→ WHAT YOU ARE ASKED TO DO
Pictures aside, output each record exactly.

→ SUPPLIED MATERIAL
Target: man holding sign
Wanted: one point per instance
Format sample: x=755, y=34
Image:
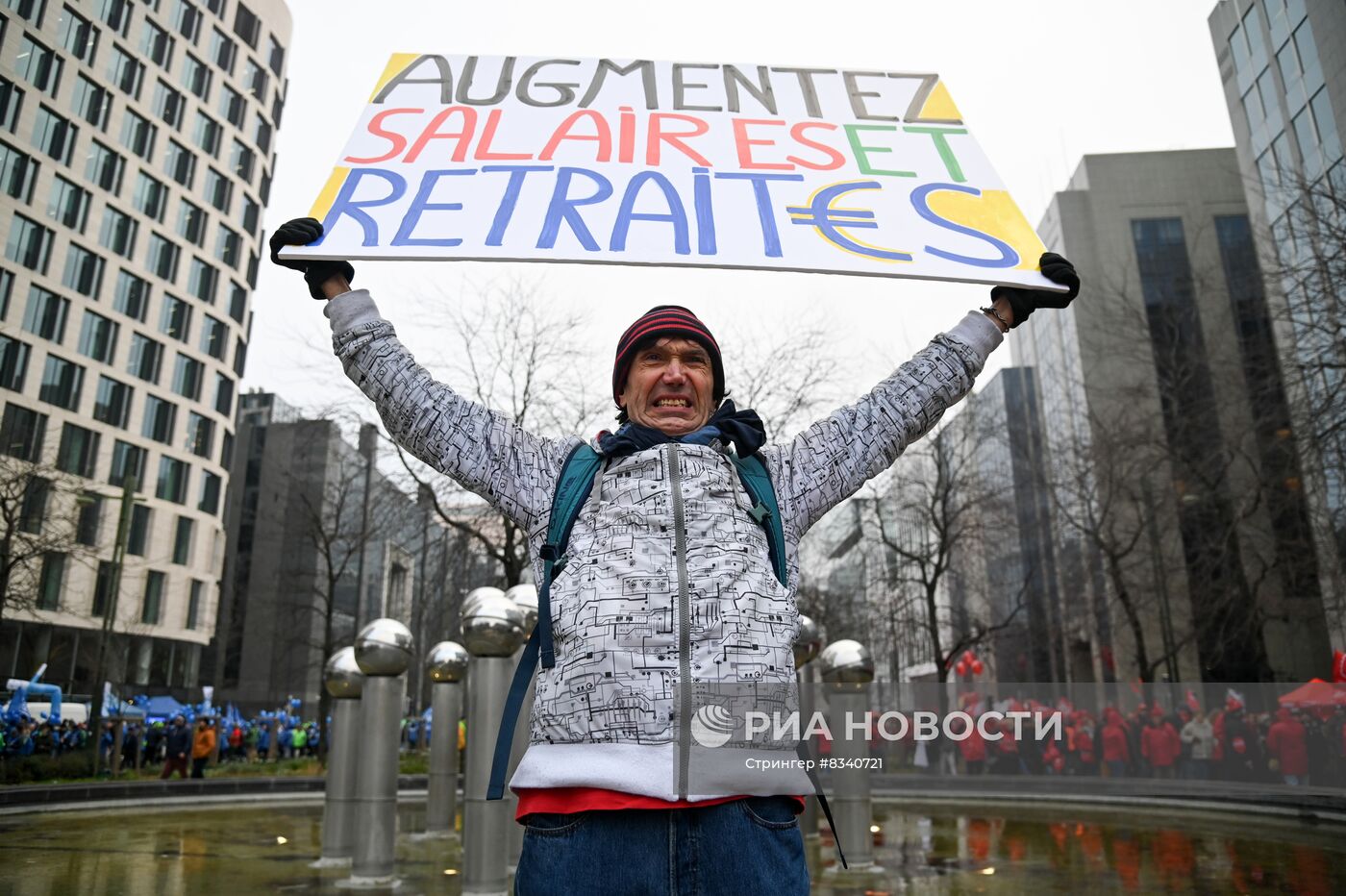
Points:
x=677, y=573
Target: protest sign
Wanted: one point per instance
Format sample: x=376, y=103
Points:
x=672, y=163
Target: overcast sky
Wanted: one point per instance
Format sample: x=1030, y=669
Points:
x=1038, y=83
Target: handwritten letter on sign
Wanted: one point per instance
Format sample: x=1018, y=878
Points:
x=670, y=163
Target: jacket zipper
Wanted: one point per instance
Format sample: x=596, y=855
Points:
x=684, y=626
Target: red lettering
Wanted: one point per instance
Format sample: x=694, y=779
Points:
x=744, y=144
x=797, y=132
x=602, y=135
x=484, y=147
x=657, y=137
x=431, y=132
x=376, y=127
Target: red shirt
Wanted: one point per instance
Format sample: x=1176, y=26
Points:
x=583, y=799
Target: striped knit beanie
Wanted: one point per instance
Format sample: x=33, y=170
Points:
x=659, y=323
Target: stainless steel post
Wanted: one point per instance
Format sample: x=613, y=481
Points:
x=847, y=667
x=446, y=666
x=383, y=652
x=807, y=646
x=345, y=683
x=491, y=630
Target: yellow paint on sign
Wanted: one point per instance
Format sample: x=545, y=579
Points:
x=329, y=195
x=939, y=105
x=995, y=214
x=396, y=64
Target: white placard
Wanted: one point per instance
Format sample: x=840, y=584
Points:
x=670, y=163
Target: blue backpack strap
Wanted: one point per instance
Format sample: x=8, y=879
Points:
x=757, y=482
x=572, y=490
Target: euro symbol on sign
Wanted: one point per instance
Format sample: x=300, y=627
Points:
x=831, y=221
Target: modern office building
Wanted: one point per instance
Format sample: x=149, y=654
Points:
x=1178, y=506
x=1283, y=63
x=1003, y=580
x=137, y=157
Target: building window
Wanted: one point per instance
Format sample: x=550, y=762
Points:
x=13, y=363
x=137, y=135
x=162, y=257
x=33, y=510
x=62, y=383
x=127, y=460
x=98, y=337
x=172, y=481
x=84, y=270
x=151, y=197
x=222, y=50
x=104, y=167
x=154, y=598
x=168, y=104
x=91, y=103
x=181, y=163
x=201, y=435
x=17, y=172
x=49, y=585
x=194, y=603
x=69, y=204
x=78, y=37
x=209, y=501
x=157, y=44
x=11, y=104
x=125, y=71
x=118, y=232
x=187, y=377
x=54, y=135
x=30, y=243
x=90, y=515
x=132, y=296
x=46, y=313
x=39, y=66
x=182, y=541
x=175, y=317
x=202, y=280
x=219, y=190
x=232, y=105
x=195, y=76
x=112, y=403
x=159, y=420
x=145, y=357
x=78, y=451
x=22, y=432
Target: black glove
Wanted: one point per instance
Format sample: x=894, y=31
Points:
x=300, y=232
x=1023, y=302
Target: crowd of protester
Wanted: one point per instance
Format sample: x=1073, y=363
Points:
x=1284, y=745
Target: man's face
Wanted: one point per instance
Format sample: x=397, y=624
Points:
x=670, y=386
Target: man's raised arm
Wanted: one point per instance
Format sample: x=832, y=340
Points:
x=482, y=450
x=834, y=458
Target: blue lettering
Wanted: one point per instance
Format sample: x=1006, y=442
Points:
x=507, y=209
x=421, y=204
x=626, y=214
x=346, y=205
x=762, y=194
x=565, y=209
x=1009, y=257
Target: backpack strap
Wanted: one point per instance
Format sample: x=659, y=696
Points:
x=572, y=490
x=757, y=482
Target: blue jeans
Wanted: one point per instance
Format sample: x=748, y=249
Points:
x=746, y=848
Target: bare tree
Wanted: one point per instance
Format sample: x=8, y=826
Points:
x=39, y=522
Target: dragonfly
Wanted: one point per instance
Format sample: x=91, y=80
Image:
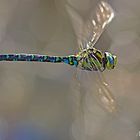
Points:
x=88, y=59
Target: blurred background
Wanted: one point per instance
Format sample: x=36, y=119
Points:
x=37, y=101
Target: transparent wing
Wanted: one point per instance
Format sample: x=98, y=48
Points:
x=97, y=22
x=93, y=83
x=89, y=31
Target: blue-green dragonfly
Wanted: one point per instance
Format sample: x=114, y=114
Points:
x=89, y=59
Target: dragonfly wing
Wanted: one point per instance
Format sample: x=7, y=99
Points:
x=94, y=83
x=97, y=22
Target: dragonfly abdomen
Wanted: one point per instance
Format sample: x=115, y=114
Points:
x=71, y=60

→ ANSWER TO THIS TASK
Target: man holding sign
Wanted: one point per instance
Format sample: x=755, y=34
Image:
Points:
x=677, y=573
Target: protest sign
Wanted: one point per instance
Format sample: x=376, y=103
Points:
x=672, y=163
Target: overcast sky
Wanted: one point per instance
Format sample: x=1030, y=669
Points:
x=1038, y=83
Target: handwritten letter on sign
Wanted: one point per instance
Format sample: x=1018, y=878
Points:
x=670, y=163
Target: jacket zipper
Wanted: one point per instance
Format sample: x=596, y=855
Points:
x=684, y=626
Target: red lettering
Wanted: one point per instance
Format sample: x=694, y=779
Points:
x=744, y=144
x=797, y=132
x=602, y=135
x=484, y=147
x=657, y=137
x=431, y=132
x=376, y=127
Target: red shirt
Wanted: one point per instance
Format sample: x=1176, y=26
Points:
x=583, y=799
Target: striped knit beanie
Wanted: one point per instance
Format sample: x=33, y=170
Points:
x=659, y=323
Target: stainless steel post
Wanted: one point per instance
Format sample: x=613, y=481
Points:
x=847, y=667
x=446, y=666
x=383, y=652
x=807, y=646
x=345, y=683
x=491, y=630
Target: yellow paint on sign
Wanted: one point per instance
Format sample: x=545, y=579
Points:
x=329, y=195
x=939, y=105
x=995, y=214
x=396, y=64
Target: white placard
Wanted: one point per instance
Format sample: x=840, y=584
Points:
x=670, y=163
Target: blue backpack strap
Wanted: one point per instance
Format sample: x=8, y=879
Points:
x=757, y=482
x=572, y=490
Target: euro symbol on sign
Wanted: one point per instance
Format sample: x=300, y=627
Points:
x=831, y=221
Target: modern office building
Wanted: one point per instance
Format sample: x=149, y=654
Points:
x=1178, y=506
x=1283, y=63
x=1003, y=580
x=137, y=157
Target: building window
Wanted: one point per instance
Format sample: x=550, y=762
Points:
x=13, y=363
x=137, y=135
x=162, y=257
x=33, y=510
x=62, y=383
x=127, y=460
x=98, y=337
x=172, y=481
x=84, y=270
x=151, y=197
x=222, y=50
x=104, y=167
x=154, y=598
x=168, y=104
x=91, y=103
x=181, y=163
x=201, y=435
x=17, y=172
x=49, y=585
x=194, y=603
x=69, y=204
x=78, y=37
x=209, y=501
x=157, y=44
x=11, y=104
x=125, y=71
x=118, y=232
x=187, y=377
x=54, y=135
x=30, y=243
x=90, y=515
x=132, y=296
x=46, y=313
x=39, y=66
x=182, y=541
x=175, y=317
x=202, y=280
x=219, y=190
x=232, y=105
x=195, y=76
x=112, y=403
x=159, y=420
x=145, y=357
x=78, y=451
x=22, y=432
Target: black glove
Wanted: one point per instance
Format sample: x=894, y=31
Points:
x=300, y=232
x=1023, y=302
Target: crowd of protester
Wanted: one point per instance
Format sample: x=1073, y=363
Points:
x=1284, y=745
Target: man's face
Wanted: one point per instance
Format sample: x=397, y=624
Points:
x=670, y=386
Target: man's raised arm
Wanted: one point per instance
Format sample: x=832, y=340
Points:
x=482, y=450
x=834, y=458
Target: blue lettering
Wanted: one point per instance
Format sample: x=1006, y=442
Points:
x=507, y=209
x=421, y=204
x=626, y=214
x=346, y=205
x=762, y=194
x=565, y=209
x=1009, y=257
Target: backpack strap
Wanted: one point per instance
Format sample: x=659, y=696
Points:
x=572, y=490
x=757, y=482
Target: blue jeans
Wanted: one point per instance
Format sample: x=748, y=249
Points:
x=746, y=848
Target: bare tree
Wanted: one point per instance
Format sample: x=8, y=826
Points:
x=39, y=522
Target: dragonfly
Wanted: one point per instance
Format sample: x=91, y=80
Image:
Points:
x=88, y=59
Target: blurred background
Wanted: one point per instance
Format sample: x=36, y=119
Points:
x=37, y=101
Target: transparent wing
Wanted: one point per instance
Format sample: x=98, y=48
Points:
x=97, y=22
x=93, y=83
x=89, y=31
Target: blue-green dragonfly
Wanted: one point per instance
Format sample: x=114, y=114
Points:
x=89, y=59
Target: dragonfly wing
Wanted: one point per instance
Format sample: x=7, y=99
Points:
x=94, y=83
x=97, y=22
Target: dragonfly abdomen
Wanted: one point per instance
Format sample: x=115, y=114
Points:
x=71, y=60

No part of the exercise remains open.